## WHAT YOU SHOULD DO:
Count the lines in the records below that contain the word "ridged". Reply with that number only.

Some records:

+ + +

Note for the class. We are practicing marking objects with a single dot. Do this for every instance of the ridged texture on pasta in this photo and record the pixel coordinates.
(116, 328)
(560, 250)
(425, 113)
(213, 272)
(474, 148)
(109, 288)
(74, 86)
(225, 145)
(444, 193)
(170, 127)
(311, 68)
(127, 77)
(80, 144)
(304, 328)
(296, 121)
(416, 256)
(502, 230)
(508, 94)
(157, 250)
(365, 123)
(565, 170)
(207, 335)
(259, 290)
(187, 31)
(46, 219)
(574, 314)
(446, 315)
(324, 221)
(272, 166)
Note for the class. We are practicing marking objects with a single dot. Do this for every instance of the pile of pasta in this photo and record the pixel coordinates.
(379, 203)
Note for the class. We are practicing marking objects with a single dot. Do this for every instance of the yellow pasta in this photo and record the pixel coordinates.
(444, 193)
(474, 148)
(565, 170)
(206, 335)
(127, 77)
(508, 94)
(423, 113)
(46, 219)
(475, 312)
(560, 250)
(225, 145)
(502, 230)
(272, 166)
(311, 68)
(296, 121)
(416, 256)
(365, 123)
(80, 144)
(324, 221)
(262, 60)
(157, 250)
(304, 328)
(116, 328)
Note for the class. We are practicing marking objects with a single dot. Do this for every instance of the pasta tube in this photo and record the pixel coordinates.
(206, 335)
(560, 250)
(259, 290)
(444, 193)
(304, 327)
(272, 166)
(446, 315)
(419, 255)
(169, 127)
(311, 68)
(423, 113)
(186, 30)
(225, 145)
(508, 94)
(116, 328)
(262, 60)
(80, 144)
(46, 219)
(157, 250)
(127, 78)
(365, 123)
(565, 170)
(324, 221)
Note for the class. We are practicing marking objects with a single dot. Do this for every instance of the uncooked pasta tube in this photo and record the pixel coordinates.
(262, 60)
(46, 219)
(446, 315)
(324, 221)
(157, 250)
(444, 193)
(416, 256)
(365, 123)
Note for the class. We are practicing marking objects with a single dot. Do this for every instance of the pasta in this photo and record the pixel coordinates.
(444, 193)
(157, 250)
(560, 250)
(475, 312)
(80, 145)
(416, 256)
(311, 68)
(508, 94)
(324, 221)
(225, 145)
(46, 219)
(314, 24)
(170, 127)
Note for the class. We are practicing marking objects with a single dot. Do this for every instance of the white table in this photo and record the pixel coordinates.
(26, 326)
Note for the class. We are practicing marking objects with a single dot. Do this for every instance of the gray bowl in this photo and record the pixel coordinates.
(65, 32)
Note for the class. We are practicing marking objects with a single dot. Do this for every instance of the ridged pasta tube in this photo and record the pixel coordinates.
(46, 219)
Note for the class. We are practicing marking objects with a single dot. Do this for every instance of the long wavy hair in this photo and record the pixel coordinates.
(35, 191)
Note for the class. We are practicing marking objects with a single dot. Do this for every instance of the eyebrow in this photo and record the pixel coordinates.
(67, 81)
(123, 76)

+ + +

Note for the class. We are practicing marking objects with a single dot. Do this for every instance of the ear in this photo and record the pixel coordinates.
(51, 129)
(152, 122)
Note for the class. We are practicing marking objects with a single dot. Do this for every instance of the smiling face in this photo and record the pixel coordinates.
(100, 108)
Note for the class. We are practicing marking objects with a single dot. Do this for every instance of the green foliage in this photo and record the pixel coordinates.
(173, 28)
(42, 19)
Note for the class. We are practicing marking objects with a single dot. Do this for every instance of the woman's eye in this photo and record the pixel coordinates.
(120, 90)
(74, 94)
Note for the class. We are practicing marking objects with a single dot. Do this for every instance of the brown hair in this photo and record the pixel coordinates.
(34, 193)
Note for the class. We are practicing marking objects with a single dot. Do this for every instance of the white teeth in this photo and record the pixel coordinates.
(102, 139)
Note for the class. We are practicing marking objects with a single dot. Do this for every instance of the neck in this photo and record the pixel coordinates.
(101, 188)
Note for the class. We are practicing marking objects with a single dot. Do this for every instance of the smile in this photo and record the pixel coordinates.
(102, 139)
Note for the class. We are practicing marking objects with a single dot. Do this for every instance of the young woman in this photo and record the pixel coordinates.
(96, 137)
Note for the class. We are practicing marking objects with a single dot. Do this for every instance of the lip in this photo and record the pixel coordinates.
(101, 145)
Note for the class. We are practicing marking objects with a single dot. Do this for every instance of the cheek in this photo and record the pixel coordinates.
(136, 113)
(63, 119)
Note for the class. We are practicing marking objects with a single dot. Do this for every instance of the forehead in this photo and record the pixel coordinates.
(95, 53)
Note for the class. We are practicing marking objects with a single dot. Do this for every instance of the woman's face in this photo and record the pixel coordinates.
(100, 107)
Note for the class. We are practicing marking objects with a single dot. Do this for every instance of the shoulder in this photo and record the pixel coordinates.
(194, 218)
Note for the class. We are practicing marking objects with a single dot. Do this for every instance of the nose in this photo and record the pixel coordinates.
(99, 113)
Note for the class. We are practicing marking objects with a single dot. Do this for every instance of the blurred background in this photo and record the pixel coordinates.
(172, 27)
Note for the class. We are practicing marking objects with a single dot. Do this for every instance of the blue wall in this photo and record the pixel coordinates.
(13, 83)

+ + +

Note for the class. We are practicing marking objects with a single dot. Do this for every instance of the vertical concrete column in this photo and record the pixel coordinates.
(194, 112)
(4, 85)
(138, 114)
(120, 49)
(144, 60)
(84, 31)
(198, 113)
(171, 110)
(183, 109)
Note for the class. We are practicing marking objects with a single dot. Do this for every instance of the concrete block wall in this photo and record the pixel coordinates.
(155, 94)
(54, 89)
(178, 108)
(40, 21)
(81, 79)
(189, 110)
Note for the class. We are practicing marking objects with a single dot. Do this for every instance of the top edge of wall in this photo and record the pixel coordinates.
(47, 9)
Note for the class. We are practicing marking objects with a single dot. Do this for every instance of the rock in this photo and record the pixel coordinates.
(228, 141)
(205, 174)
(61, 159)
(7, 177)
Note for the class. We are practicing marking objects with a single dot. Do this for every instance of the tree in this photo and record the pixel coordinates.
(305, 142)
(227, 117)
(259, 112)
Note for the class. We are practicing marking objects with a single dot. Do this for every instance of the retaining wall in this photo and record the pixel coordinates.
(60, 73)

+ + +

## OUTPUT OF THE EXERCISE:
2